▶ [What you will do]
**A.** Type out the forum excerpt on the mass of a binary star system in full, with no changes.
**B.** Reproduce the records from the line with "Please indicate the computer" through the end of the records, swapping "Target" for "Item" and leaving everything else unchanged.

These, along with your gravitational force and centripetal force expressions, should allow you to find an expression for the sum of the two masses.

I rewrite the centripetal force as:
$$F_{c}=m\cdot \omega^{2}\cdot r$$

So now I can express the equality between the gravitational force and centripetal force for respective star to be
$$M\omega^{2}R=G\frac{Mm}{(R+r)^{2}}$$
$$m\omega^{2}r=G\frac{Mm}{(R+r)^{2}}$$

I simply the expression and then and I add the left-hand side of the equations together and the same procedure to the right-hand side and I find this expression for the sum of the masses:
$$M+m=\frac{\omega^{2}\cdot (R+r)^{3}}{G}$$

The angular velocity can be expressed as
$$\omega=\frac{2\pi}{T}$$

I finally found this expression for the sum of the masses:
$$M+m=\frac{(\frac{2\pi}{T})^{2}\cdot (R+r)^{3}}{G}$$
But I’m not sure how I’ll proceed and calculate the distance (R+r), should I relate the distance from Earth and the maximum angle between the stars?

gneill
Mentor
But I’m not sure how I’ll proceed and calculate the distance (R+r), should I relate the distance from Earth and the maximum angle between the stars?
Yes. Basic trig.

Location labeling records:
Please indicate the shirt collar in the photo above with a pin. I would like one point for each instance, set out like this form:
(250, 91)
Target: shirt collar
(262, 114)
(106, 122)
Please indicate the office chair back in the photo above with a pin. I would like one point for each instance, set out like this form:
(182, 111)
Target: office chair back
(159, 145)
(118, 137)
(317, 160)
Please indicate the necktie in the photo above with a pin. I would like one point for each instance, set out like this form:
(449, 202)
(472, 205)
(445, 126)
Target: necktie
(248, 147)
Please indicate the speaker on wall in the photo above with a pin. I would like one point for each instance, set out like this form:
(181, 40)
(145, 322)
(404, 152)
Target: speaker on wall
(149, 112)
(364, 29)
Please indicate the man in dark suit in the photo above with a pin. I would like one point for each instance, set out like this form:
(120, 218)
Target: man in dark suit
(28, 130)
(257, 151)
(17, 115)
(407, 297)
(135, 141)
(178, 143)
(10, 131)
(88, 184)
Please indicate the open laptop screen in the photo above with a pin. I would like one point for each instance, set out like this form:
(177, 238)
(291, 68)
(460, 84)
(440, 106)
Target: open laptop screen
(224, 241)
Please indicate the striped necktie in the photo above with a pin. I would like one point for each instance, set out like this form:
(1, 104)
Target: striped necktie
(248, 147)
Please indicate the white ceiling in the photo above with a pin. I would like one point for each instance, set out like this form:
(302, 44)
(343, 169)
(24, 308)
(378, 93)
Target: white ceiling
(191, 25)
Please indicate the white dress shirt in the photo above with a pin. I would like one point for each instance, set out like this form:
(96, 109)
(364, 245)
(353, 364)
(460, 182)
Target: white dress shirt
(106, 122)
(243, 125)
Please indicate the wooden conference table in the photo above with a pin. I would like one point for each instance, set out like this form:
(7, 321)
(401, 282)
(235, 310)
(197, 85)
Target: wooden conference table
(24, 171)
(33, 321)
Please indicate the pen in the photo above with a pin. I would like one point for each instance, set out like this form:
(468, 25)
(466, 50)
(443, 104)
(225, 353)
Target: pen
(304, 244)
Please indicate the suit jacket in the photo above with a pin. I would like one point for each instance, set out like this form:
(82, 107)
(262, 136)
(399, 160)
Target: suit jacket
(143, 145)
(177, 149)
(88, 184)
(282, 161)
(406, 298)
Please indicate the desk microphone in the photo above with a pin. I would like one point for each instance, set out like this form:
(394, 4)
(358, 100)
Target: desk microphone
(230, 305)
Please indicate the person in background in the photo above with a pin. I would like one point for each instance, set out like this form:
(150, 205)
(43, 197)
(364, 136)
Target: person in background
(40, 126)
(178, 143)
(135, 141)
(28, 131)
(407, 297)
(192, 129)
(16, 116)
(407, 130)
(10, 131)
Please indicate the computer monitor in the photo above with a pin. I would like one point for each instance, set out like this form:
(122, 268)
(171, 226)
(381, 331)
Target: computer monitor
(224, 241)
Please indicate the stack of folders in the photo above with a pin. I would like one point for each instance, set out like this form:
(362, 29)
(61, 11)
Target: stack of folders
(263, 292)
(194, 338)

▶ [Task-by-task results]
**A.**
These, along with your gravitational force and centripetal force expressions, should allow you to find an expression for the sum of the two masses.

I rewrite the centripetal force as:
$$F_{c}=m\cdot \omega^{2}\cdot r$$

So now I can express the equality between the gravitational force and centripetal force for respective star to be
$$M\omega^{2}R=G\frac{Mm}{(R+r)^{2}}$$
$$m\omega^{2}r=G\frac{Mm}{(R+r)^{2}}$$

I simply the expression and then and I add the left-hand side of the equations together and the same procedure to the right-hand side and I find this expression for the sum of the masses:
$$M+m=\frac{\omega^{2}\cdot (R+r)^{3}}{G}$$

The angular velocity can be expressed as
$$\omega=\frac{2\pi}{T}$$

I finally found this expression for the sum of the masses:
$$M+m=\frac{(\frac{2\pi}{T})^{2}\cdot (R+r)^{3}}{G}$$
But I’m not sure how I’ll proceed and calculate the distance (R+r), should I relate the distance from Earth and the maximum angle between the stars?

gneill
Mentor
But I’m not sure how I’ll proceed and calculate the distance (R+r), should I relate the distance from Earth and the maximum angle between the stars?
Yes. Basic trig.

**B.**
Please indicate the computer monitor in the photo above with a pin. I would like one point for each instance, set out like this form:
(122, 268)
(171, 226)
(381, 331)
Item: computer monitor
(224, 241)
Please indicate the stack of folders in the photo above with a pin. I would like one point for each instance, set out like this form:
(362, 29)
(61, 11)
Item: stack of folders
(263, 292)
(194, 338)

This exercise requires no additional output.